» Work task A:
Answer these questions from the article about Kevin Starr's Master Gardener class:
(i) How many hours does the course run?
(ii) In what year did Beverly Phelps first take the course?
(iii) Where will the information session be held?
» Work task B: Write the next part of the article about Kevin Starr's Master Gardener class, picking up after its last sentence.

» Extracted text:
Lincoln County Cooperative Extension Director Kevin Starr is preparing to set down his gardening gloves after his last Master Gardener class this fall, finishing up a 20-year run of teaching local residents how to tidy up their flower beds and appreciate local horticulture.
There will be an information session for those interested in learning more about the class at 9 a.m., Sept. 11, in the demonstration kitchen at the Citizen’s Center in downtown Lincolnton.
The 40-hour course that starts Oct. 16, focuses on the basic types of horticulture, such as trees, flowers, fruits and vegetables, Starr told the Times-News on Tuesday.
Every Tuesday, with the exception of select weeks during the holiday season, until Feb. 19, students will meet with Starr from 9 a.m. to noon. Guest speakers, such as Extension Agent for Agriculture Libby Yarber and Family and Consumer Sciences Agent Leigh Guth will be speaking on relevant gardening topics, such as soil and local foods.
Starr is expecting his usual 18 to 24 number of participants, but said he is able to have up to 28 students this year. Over the years, he has seen several repeat-students who have taken his course more than once, such as Beverly Phelps.
Phelps took the course for the first time in 2007, and went back for seconds in 2010, she said. The gardener is “highly considering” taking the course for the third time, as it will be Starr’s last of his career.
“The class is absolutely essential for any gardener, especially for someone who is new to the area,” Phelps said. “Even if you’re an avid gardener, you learn there is so much more to learn. (On a 1 to 10-scale) If I was at a level two or three before I took his course, I bumped up to a seven or eight by the end.”
Phelps moved to Lincoln County about six years ago, from California — a state that is welcoming to plants and easy to garden in, she said. The red clay found in North Carolina makes it difficult to grow certain things, Phelps has learned, and through Starr’s class she was able to pinpoint what factors to consider and what was going wrong. The humidity in the air, too, was something the California native was unfamiliar with and had to take into consideration with her new garden.

» Entries shown:
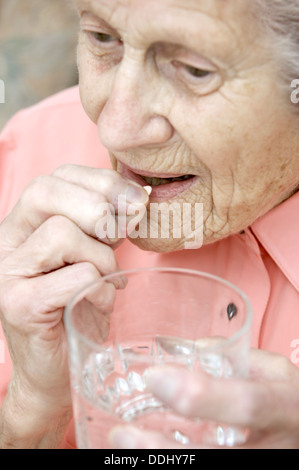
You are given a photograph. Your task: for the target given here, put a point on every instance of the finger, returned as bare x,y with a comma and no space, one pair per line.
50,195
129,437
107,182
271,366
251,404
24,301
58,242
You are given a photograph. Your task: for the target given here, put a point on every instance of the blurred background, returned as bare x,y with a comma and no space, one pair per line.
37,51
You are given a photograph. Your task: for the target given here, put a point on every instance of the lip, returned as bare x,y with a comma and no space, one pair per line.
165,191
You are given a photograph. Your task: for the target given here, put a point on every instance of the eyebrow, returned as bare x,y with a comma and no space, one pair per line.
195,26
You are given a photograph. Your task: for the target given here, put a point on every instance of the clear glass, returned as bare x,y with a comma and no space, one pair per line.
125,323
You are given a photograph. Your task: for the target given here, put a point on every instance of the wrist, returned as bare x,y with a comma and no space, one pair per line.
32,421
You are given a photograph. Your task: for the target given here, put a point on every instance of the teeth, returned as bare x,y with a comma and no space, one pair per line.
159,181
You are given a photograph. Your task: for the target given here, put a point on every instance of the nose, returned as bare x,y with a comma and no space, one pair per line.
130,116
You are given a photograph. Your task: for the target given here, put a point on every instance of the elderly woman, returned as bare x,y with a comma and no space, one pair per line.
192,98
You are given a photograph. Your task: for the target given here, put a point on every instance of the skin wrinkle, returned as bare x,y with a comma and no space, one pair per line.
151,116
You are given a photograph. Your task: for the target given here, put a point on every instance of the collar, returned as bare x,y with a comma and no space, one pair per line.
278,233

» Exercise result A:
(i) 40 hours
(ii) 2007
(iii) In the demonstration kitchen at the Citizen's Center in downtown Lincolnton

» Exercise result B:
Phelps and Starr agree that the course is thorough with covering the basic “A to Z knowledge” of horticulture; not just gardening, but information about plant basics, pests, diseases and growing conditions.
Learning how to make his students good horticultural consumers, by teaching them the tools to find the best, most cost efficient and environmentally-responsible decisions to their problems are Starr’s goals for his students, he said.
Though this year’s group will cover a broad spectrum within the horticulture family, there won’t be enough time to delve into too many specifics, such as certain flowers or plants, he said. However, he hopes the basic skills his trainees acquire will be enough to lure them away from the old wives’ tales that so many people use, and tips that do more harm than good.
In addition to the course, those participating must also complete volunteer activities through Cooperative Extension, such as working with the Farmers Market and helping judge livestock competitions.
The course costs $85, and Starr advises those who are interested in attending the course to stop by the Sept. 11 session; spots will fill up quickly, he warns. For more information, call (704) 736-8452.
“There really is something for everyone in this class,” Starr said.